The task:
Only the pictures are to be omitted; every entry beneath should otherwise be duplicated exactly.

Extracted records:
▼
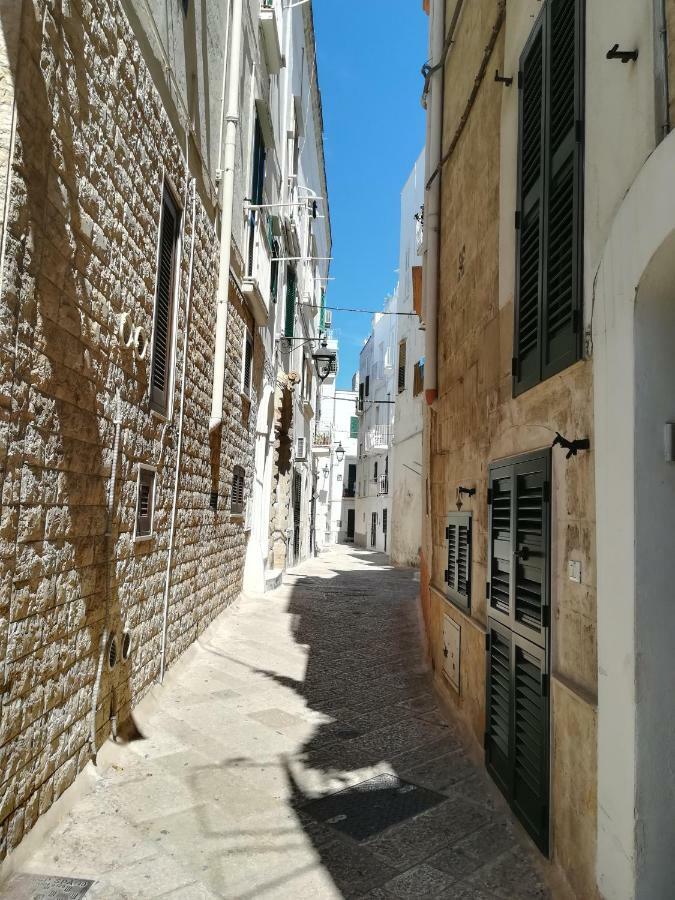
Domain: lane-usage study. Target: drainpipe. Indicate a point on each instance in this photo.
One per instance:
(232, 121)
(439, 46)
(661, 71)
(179, 451)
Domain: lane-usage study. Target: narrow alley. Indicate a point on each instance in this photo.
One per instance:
(315, 689)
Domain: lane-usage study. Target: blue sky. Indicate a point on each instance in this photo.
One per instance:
(369, 55)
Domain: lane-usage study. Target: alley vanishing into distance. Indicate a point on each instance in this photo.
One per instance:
(315, 689)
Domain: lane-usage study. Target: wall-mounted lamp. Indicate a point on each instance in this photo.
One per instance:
(572, 447)
(625, 56)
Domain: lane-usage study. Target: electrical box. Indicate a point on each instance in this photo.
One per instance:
(451, 651)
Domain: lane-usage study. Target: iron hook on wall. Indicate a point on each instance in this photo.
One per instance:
(573, 447)
(625, 56)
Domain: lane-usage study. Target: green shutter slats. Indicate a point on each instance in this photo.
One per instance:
(548, 284)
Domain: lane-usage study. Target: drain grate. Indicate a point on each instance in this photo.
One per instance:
(45, 887)
(368, 808)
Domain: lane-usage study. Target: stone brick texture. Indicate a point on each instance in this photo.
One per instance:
(91, 149)
(476, 421)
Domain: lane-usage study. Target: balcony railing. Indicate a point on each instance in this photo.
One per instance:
(257, 282)
(379, 439)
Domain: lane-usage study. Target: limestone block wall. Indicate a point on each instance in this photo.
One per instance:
(92, 148)
(475, 421)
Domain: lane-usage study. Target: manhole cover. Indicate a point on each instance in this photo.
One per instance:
(372, 806)
(46, 887)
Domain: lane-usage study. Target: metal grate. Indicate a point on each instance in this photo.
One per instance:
(45, 887)
(372, 806)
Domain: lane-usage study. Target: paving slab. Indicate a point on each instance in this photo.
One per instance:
(286, 700)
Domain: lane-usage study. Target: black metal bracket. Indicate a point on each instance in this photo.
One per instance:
(573, 447)
(625, 56)
(470, 492)
(502, 79)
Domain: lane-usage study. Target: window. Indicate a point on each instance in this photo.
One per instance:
(145, 502)
(418, 378)
(401, 366)
(162, 328)
(247, 365)
(547, 336)
(237, 498)
(517, 715)
(458, 573)
(289, 330)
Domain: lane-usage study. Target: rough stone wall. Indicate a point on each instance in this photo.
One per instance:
(92, 144)
(475, 421)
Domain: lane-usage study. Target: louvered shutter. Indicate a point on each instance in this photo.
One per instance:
(498, 755)
(527, 354)
(530, 739)
(144, 502)
(500, 543)
(458, 573)
(160, 373)
(531, 548)
(290, 304)
(561, 319)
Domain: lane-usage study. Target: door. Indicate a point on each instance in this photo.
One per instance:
(297, 506)
(517, 705)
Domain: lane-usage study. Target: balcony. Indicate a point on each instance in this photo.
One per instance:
(379, 439)
(256, 285)
(270, 20)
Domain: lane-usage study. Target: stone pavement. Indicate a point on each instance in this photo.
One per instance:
(311, 690)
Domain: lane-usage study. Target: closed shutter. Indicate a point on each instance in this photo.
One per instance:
(516, 740)
(237, 499)
(289, 330)
(458, 573)
(160, 374)
(564, 162)
(550, 214)
(519, 499)
(530, 214)
(401, 365)
(145, 502)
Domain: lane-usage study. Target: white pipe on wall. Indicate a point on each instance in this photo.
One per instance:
(232, 122)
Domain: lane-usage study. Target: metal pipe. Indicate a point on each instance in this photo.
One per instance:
(439, 44)
(661, 81)
(179, 451)
(232, 120)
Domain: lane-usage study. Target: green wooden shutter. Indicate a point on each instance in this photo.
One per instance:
(290, 304)
(458, 573)
(529, 219)
(562, 274)
(160, 375)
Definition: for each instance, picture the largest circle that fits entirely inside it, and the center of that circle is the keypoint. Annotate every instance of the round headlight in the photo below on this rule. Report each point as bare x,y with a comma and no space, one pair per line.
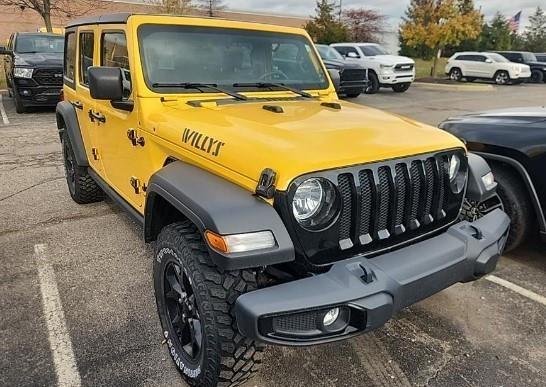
▲
Solution below:
Domain: lane-usage study. Target: drainpipe. Indicate a point on each instance in this photo.
One per instance:
(232, 121)
(439, 46)
(661, 71)
(179, 451)
Domain: lane-usage study. Target: narrow alley. Indicate a point on each instance in this photo.
One per instance:
(315, 689)
Domain: lane-usage study. Target: blue sky. Indicate a point on each instance in this photo.
One per instance:
(369, 55)
Domain: lane-usage study. Target: alley vanishing into distance. Indicate a point on each instance in this photo.
One per instance:
(315, 689)
Domain: lane-usage study. Target: wall-mounted lamp. Indicate a point on each instance in this photo.
One per instance:
(572, 447)
(625, 56)
Domain: lane-usage study. Target: electrical box. Indicate a point on each instance in this photo.
One per instance:
(451, 651)
Domain: lane-usage study. Target: iron hook on wall. Indicate a point on each instance in this photo.
One per instance:
(573, 447)
(625, 56)
Domain: lane-usage study. Target: green shutter slats. Indicate a point on each instance in this photo.
One per instance:
(548, 284)
Domain: lane-usage study. Target: drain grate. Indicate a point on each instance in this photo.
One per instance:
(45, 887)
(368, 808)
Domain: lane-usage study. Target: stone brick texture. Indicate a point on each instance in this photo.
One per instance:
(91, 149)
(476, 421)
Domain: lane-usage study. Target: balcony railing. Indicate a point on each instance in this photo.
One per instance:
(257, 282)
(379, 439)
Domain: lane-usage study. Target: limestone block wall. Indicate a point on each instance in this photo.
One per instance:
(92, 148)
(475, 421)
Domain: lane-usage study. Target: manhole cover. Indicate a point on each instance in this photo.
One per instance:
(372, 806)
(46, 887)
Domain: lane-usage study. Target: metal grate. Indicate a point on each instance in this photo.
One per instance:
(45, 887)
(372, 806)
Domain: lane-usage study. Target: paving slab. Indicate a point on each instance in this photo.
One per instance:
(286, 700)
Domain: lane-usage study. Target: black metal bracket. Indicate a point on each instance in this photo.
One per instance:
(573, 447)
(625, 56)
(470, 492)
(502, 79)
Domain: lane-usage study. Target: window. Indicate a point on each instance in this photo.
One per instance:
(145, 502)
(418, 378)
(401, 366)
(162, 328)
(247, 365)
(547, 336)
(237, 498)
(517, 715)
(458, 573)
(289, 330)
Domain: lane-usage study. Target: rough stone wall. Indicate a point on each instance in this photo.
One per instance:
(92, 144)
(475, 421)
Domain: lane-usage study. Target: louvered shutter. Indicate a point on each instance in this photo.
One per instance:
(498, 755)
(527, 354)
(530, 739)
(144, 502)
(500, 543)
(458, 573)
(160, 373)
(531, 548)
(290, 304)
(561, 319)
Domain: lane-usage study. Target: door. Indicate a point on each instance in this photo.
One per instance:
(297, 506)
(517, 705)
Domain: lane-usage study. Target: balcony. Indicate a point on each instance in this photo.
One per instance:
(379, 439)
(256, 285)
(270, 20)
Domain: lane-usage study. Target: stone pavement. Indicate a point on each instance in this photo.
One per instance:
(311, 690)
Domain: lane-usage study. Target: closed shutter. Indicate a point on each instance in this photo.
One per instance:
(516, 740)
(237, 499)
(289, 330)
(458, 573)
(160, 374)
(564, 162)
(550, 214)
(519, 499)
(530, 214)
(401, 365)
(145, 502)
Domain: lane-usage study. Target: white pipe on wall. Indicate a point on each instance in this photo.
One per instance:
(232, 122)
Domain: lane-usage study. Target: metal pipe. Indicate a point on each instance in this photo.
One per instance:
(439, 44)
(661, 81)
(179, 451)
(232, 120)
Domain: lane-usage study. Target: green wooden shutter. Indicate a point on each instance in this photo.
One per instance:
(290, 304)
(458, 573)
(529, 219)
(562, 274)
(160, 375)
Definition: for each instance, picture the largest circle that fits entirely inside it, and the center of that circle is the keypoint. Annotate every instance of the round headlight in the photo below on this rule. Report each point as bare x,y with a comma and no space, one pair per line.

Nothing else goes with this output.